-- WHAT IS EXPECTED --
Reproduce every line of the records below word for word, and leave the pictures out of your answer.

* * * * * * * * *

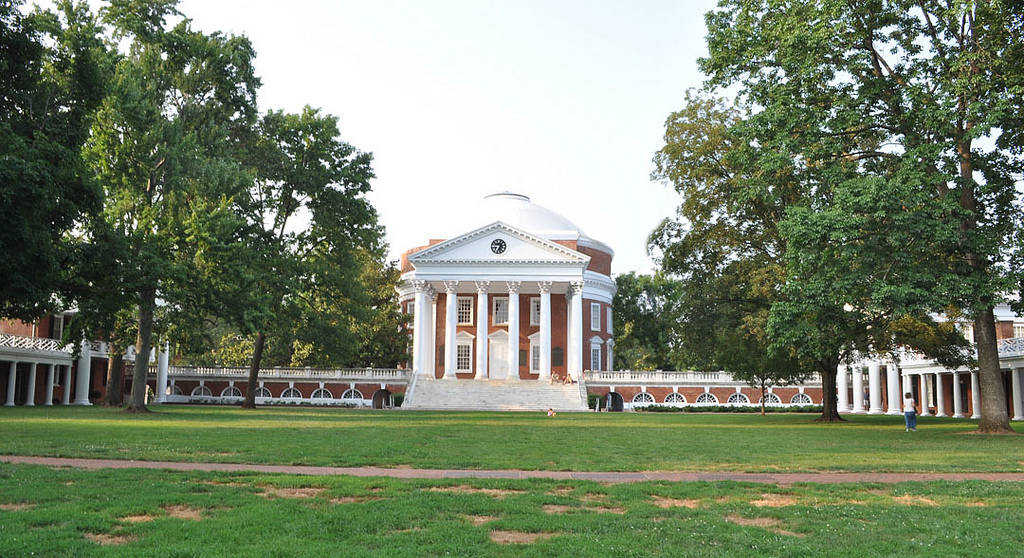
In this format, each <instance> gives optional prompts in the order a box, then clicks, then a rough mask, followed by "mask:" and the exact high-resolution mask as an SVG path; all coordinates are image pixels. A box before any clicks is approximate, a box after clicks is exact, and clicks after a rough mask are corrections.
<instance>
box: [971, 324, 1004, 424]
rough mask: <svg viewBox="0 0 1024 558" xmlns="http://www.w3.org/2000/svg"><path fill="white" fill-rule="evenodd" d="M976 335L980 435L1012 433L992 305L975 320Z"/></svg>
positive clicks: (974, 328) (979, 423) (975, 338)
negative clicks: (982, 434) (999, 366)
mask: <svg viewBox="0 0 1024 558" xmlns="http://www.w3.org/2000/svg"><path fill="white" fill-rule="evenodd" d="M974 335H975V340H976V342H977V345H978V384H979V387H980V389H981V420H980V421H978V432H982V433H986V434H1004V433H1008V432H1013V431H1014V430H1013V429H1012V428H1010V414H1009V412H1008V410H1007V391H1006V389H1005V388H1004V384H1002V370H1001V369H1000V368H999V352H998V343H997V342H996V340H995V315H994V312H993V310H992V307H991V306H989V307H987V308H985V309H984V310H983V311H982V312H981V313H979V314H978V315H977V316H976V317H975V319H974Z"/></svg>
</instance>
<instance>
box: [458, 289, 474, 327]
mask: <svg viewBox="0 0 1024 558" xmlns="http://www.w3.org/2000/svg"><path fill="white" fill-rule="evenodd" d="M463 302H465V303H467V304H469V321H463V320H462V311H463V310H464V308H463V307H462V304H463ZM455 305H456V308H455V315H456V319H457V320H458V324H459V325H460V326H472V325H473V317H474V315H473V313H474V312H475V311H476V308H475V306H476V305H475V304H473V297H471V296H465V297H456V299H455Z"/></svg>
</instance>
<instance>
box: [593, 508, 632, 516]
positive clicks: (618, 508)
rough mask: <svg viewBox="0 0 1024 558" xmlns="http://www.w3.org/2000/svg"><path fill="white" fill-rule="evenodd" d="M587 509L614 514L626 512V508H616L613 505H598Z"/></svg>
mask: <svg viewBox="0 0 1024 558" xmlns="http://www.w3.org/2000/svg"><path fill="white" fill-rule="evenodd" d="M588 509H589V510H592V511H595V512H597V513H613V514H616V515H623V514H624V513H626V508H616V507H614V506H598V507H596V508H588Z"/></svg>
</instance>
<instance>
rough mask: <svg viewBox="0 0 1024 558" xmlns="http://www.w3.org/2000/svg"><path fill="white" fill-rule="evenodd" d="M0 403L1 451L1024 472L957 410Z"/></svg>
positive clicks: (278, 462) (224, 459)
mask: <svg viewBox="0 0 1024 558" xmlns="http://www.w3.org/2000/svg"><path fill="white" fill-rule="evenodd" d="M154 410H155V411H156V413H153V414H151V415H142V416H139V415H127V414H124V413H121V412H120V411H118V410H111V409H104V407H98V406H94V407H78V406H73V407H63V406H55V407H29V409H27V407H5V409H0V432H2V433H3V435H2V436H0V454H16V455H33V456H58V457H86V458H113V459H140V460H170V461H212V462H225V463H254V464H292V465H327V466H359V465H380V466H394V467H398V466H412V467H425V468H469V469H535V470H539V469H548V470H575V471H652V470H664V471H665V470H668V471H880V472H881V471H886V472H908V471H911V472H912V471H937V472H950V471H951V472H957V471H975V472H988V471H1024V461H1022V460H1024V436H979V435H971V434H968V432H970V431H972V430H974V428H975V423H974V422H973V421H966V420H952V419H934V418H933V419H929V418H925V419H922V420H921V424H920V430H919V431H918V432H915V433H907V432H904V431H903V423H902V418H901V417H887V416H871V417H868V416H858V417H852V418H851V419H850V421H849V422H847V423H844V424H836V425H822V424H817V423H814V422H812V419H813V416H809V415H769V416H767V417H761V416H758V415H710V414H640V413H627V414H608V413H602V414H594V413H581V414H570V413H565V414H559V415H558V416H557V417H554V418H549V417H547V416H546V415H545V414H544V413H535V414H525V413H427V412H400V411H379V412H374V411H352V410H336V409H281V407H272V409H260V410H258V411H243V410H240V409H236V407H217V406H178V405H164V406H155V407H154Z"/></svg>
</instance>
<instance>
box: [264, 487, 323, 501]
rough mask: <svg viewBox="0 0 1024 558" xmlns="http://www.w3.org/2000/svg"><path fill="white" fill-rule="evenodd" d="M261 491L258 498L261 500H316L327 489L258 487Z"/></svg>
mask: <svg viewBox="0 0 1024 558" xmlns="http://www.w3.org/2000/svg"><path fill="white" fill-rule="evenodd" d="M260 487H261V488H262V489H263V491H262V492H260V496H262V497H263V498H270V497H276V498H316V497H318V496H319V495H322V493H324V490H326V489H327V488H321V487H316V486H307V487H304V488H279V487H276V486H260Z"/></svg>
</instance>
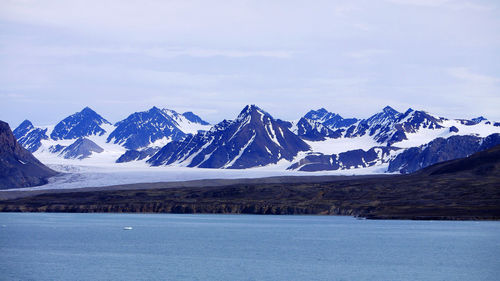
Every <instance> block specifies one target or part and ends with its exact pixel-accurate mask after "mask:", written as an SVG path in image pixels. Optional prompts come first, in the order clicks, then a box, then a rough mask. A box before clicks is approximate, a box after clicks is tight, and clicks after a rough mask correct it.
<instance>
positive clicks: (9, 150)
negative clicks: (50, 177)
mask: <svg viewBox="0 0 500 281" xmlns="http://www.w3.org/2000/svg"><path fill="white" fill-rule="evenodd" d="M56 174H57V172H55V171H53V170H51V169H49V168H48V167H46V166H45V165H43V164H42V163H41V162H40V161H38V160H37V159H36V158H35V157H33V155H32V154H31V153H30V152H29V151H28V150H26V149H25V148H23V147H22V146H21V145H20V144H19V143H18V142H17V140H16V139H15V138H14V135H13V134H12V131H11V129H10V127H9V124H7V123H5V122H3V121H0V189H4V188H13V187H27V186H33V185H42V184H45V183H47V179H48V178H49V177H51V176H54V175H56Z"/></svg>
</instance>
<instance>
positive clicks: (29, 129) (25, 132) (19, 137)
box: [14, 119, 35, 139]
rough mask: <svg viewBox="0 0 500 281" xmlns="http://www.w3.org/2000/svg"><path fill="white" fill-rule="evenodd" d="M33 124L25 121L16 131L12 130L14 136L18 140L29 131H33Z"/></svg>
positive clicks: (23, 122)
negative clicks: (21, 136) (13, 130)
mask: <svg viewBox="0 0 500 281" xmlns="http://www.w3.org/2000/svg"><path fill="white" fill-rule="evenodd" d="M34 128H35V126H33V123H31V121H30V120H28V119H26V120H24V121H23V122H21V124H19V126H17V128H16V129H14V136H15V137H16V138H17V139H19V138H20V137H21V136H24V135H26V133H28V132H29V131H30V130H32V129H34Z"/></svg>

* * * * * * * * *

-- EXERCISE SOLUTION --
In this format, each <instance> gives optional prompts in the order a box, then clicks, then a rough mask, followed by "mask:" and the exact high-resolution mask as an SVG path; all coordinates are image pixels. A box before any clicks is approximate, a box after clicks is exact, and clicks after a rough mask are corrections.
<instance>
box: [971, 324, 1004, 424]
rough mask: <svg viewBox="0 0 1024 558" xmlns="http://www.w3.org/2000/svg"><path fill="white" fill-rule="evenodd" d="M976 335L980 435L1012 433L992 305L975 320Z"/></svg>
positive clicks: (974, 328) (979, 423) (975, 338)
negative clicks: (982, 434) (999, 366)
mask: <svg viewBox="0 0 1024 558" xmlns="http://www.w3.org/2000/svg"><path fill="white" fill-rule="evenodd" d="M974 335H975V340H976V342H977V345H978V384H979V387H980V389H981V420H980V421H978V432H982V433H986V434H1004V433H1008V432H1013V431H1014V430H1013V429H1012V428H1010V414H1009V412H1008V410H1007V391H1006V389H1005V388H1004V384H1002V370H1001V369H1000V368H999V352H998V343H997V342H996V340H995V315H994V312H993V310H992V307H991V306H989V307H987V308H985V309H984V310H983V311H982V312H981V313H979V314H978V315H977V316H976V317H975V319H974Z"/></svg>
</instance>
<instance>
box: [458, 289, 474, 327]
mask: <svg viewBox="0 0 1024 558" xmlns="http://www.w3.org/2000/svg"><path fill="white" fill-rule="evenodd" d="M463 302H465V303H467V304H469V321H463V320H462V311H463V310H464V308H463V307H462V304H463ZM455 305H456V308H455V315H456V319H457V320H458V324H459V325H460V326H472V325H473V317H474V315H473V313H474V312H475V311H476V308H475V306H476V305H475V304H473V297H471V296H465V297H456V299H455Z"/></svg>
</instance>
<instance>
box: [593, 508, 632, 516]
positive clicks: (618, 508)
rough mask: <svg viewBox="0 0 1024 558" xmlns="http://www.w3.org/2000/svg"><path fill="white" fill-rule="evenodd" d="M587 509L614 514L626 512V508H616L613 505H598Z"/></svg>
mask: <svg viewBox="0 0 1024 558" xmlns="http://www.w3.org/2000/svg"><path fill="white" fill-rule="evenodd" d="M588 509H589V510H592V511H595V512H597V513H613V514H616V515H623V514H624V513H626V508H616V507H614V506H598V507H596V508H588Z"/></svg>
</instance>
<instance>
rough mask: <svg viewBox="0 0 1024 558" xmlns="http://www.w3.org/2000/svg"><path fill="white" fill-rule="evenodd" d="M0 403L1 451L1024 472L957 410Z"/></svg>
positive clicks: (278, 462) (224, 459)
mask: <svg viewBox="0 0 1024 558" xmlns="http://www.w3.org/2000/svg"><path fill="white" fill-rule="evenodd" d="M154 410H155V411H156V413H153V414H151V415H142V416H139V415H127V414H124V413H121V412H120V411H118V410H111V409H104V407H98V406H94V407H78V406H73V407H63V406H55V407H29V409H27V407H5V409H0V432H2V433H3V435H2V436H0V454H16V455H33V456H58V457H86V458H113V459H140V460H170V461H212V462H225V463H254V464H292V465H327V466H359V465H380V466H394V467H398V466H412V467H425V468H469V469H535V470H539V469H548V470H575V471H652V470H664V471H665V470H668V471H880V472H881V471H886V472H908V471H911V472H912V471H937V472H950V471H951V472H957V471H975V472H988V471H1024V461H1022V460H1024V436H979V435H971V434H968V432H970V431H972V430H974V428H975V423H974V422H973V421H966V420H952V419H934V418H933V419H929V418H925V419H922V420H921V424H920V430H919V431H918V432H915V433H907V432H904V431H903V423H902V418H901V417H887V416H871V417H868V416H858V417H852V418H851V419H850V421H849V422H847V423H844V424H836V425H822V424H817V423H814V422H812V419H813V416H809V415H769V416H767V417H761V416H758V415H710V414H640V413H627V414H608V413H602V414H594V413H581V414H570V413H565V414H559V415H558V416H557V417H554V418H549V417H547V416H546V415H545V414H544V413H535V414H525V413H427V412H400V411H379V412H374V411H352V410H336V409H281V407H272V409H260V410H258V411H243V410H240V409H236V407H217V406H178V405H164V406H155V407H154Z"/></svg>
</instance>
<instance>
box: [264, 487, 323, 501]
rough mask: <svg viewBox="0 0 1024 558" xmlns="http://www.w3.org/2000/svg"><path fill="white" fill-rule="evenodd" d="M261 491L258 498L261 500H316L327 489L258 487Z"/></svg>
mask: <svg viewBox="0 0 1024 558" xmlns="http://www.w3.org/2000/svg"><path fill="white" fill-rule="evenodd" d="M260 487H261V488H262V489H263V491H262V492H260V496H262V497H263V498H270V497H276V498H316V497H318V496H319V495H322V493H324V490H326V489H327V488H321V487H316V486H307V487H304V488H279V487H276V486H260Z"/></svg>
</instance>
Every <instance> block specifies one target or part and ends with its exact pixel-accurate mask after "mask:", written as an SVG path in image pixels. Optional prompts come first, in the order clicks, then a box, then a rough mask. A box before clicks is approximate, a box after clicks is tight, and clicks after a rough mask correct it.
<instance>
positive clicks: (9, 150)
negative clicks: (50, 177)
mask: <svg viewBox="0 0 500 281" xmlns="http://www.w3.org/2000/svg"><path fill="white" fill-rule="evenodd" d="M56 174H57V172H55V171H53V170H51V169H49V168H48V167H46V166H45V165H43V164H42V163H41V162H40V161H38V160H37V159H36V158H35V157H33V155H32V154H31V153H30V152H29V151H28V150H26V149H25V148H23V147H22V146H21V145H20V144H19V143H18V142H17V140H16V139H15V138H14V135H13V134H12V131H11V129H10V127H9V124H7V123H5V122H3V121H0V189H4V188H13V187H27V186H33V185H42V184H45V183H47V179H48V178H49V177H51V176H54V175H56Z"/></svg>
</instance>
<instance>
positive clicks: (29, 129) (25, 132) (19, 137)
box: [14, 119, 35, 139]
rough mask: <svg viewBox="0 0 500 281" xmlns="http://www.w3.org/2000/svg"><path fill="white" fill-rule="evenodd" d="M33 124L25 121L16 131L12 130L14 136L18 140L29 131H33Z"/></svg>
positive clicks: (23, 122)
negative clicks: (21, 136) (13, 130)
mask: <svg viewBox="0 0 500 281" xmlns="http://www.w3.org/2000/svg"><path fill="white" fill-rule="evenodd" d="M34 128H35V126H33V123H31V121H30V120H28V119H26V120H24V121H23V122H21V124H19V126H17V128H16V129H14V136H15V137H16V138H17V139H19V138H20V137H21V136H24V135H26V133H28V132H29V131H30V130H32V129H34Z"/></svg>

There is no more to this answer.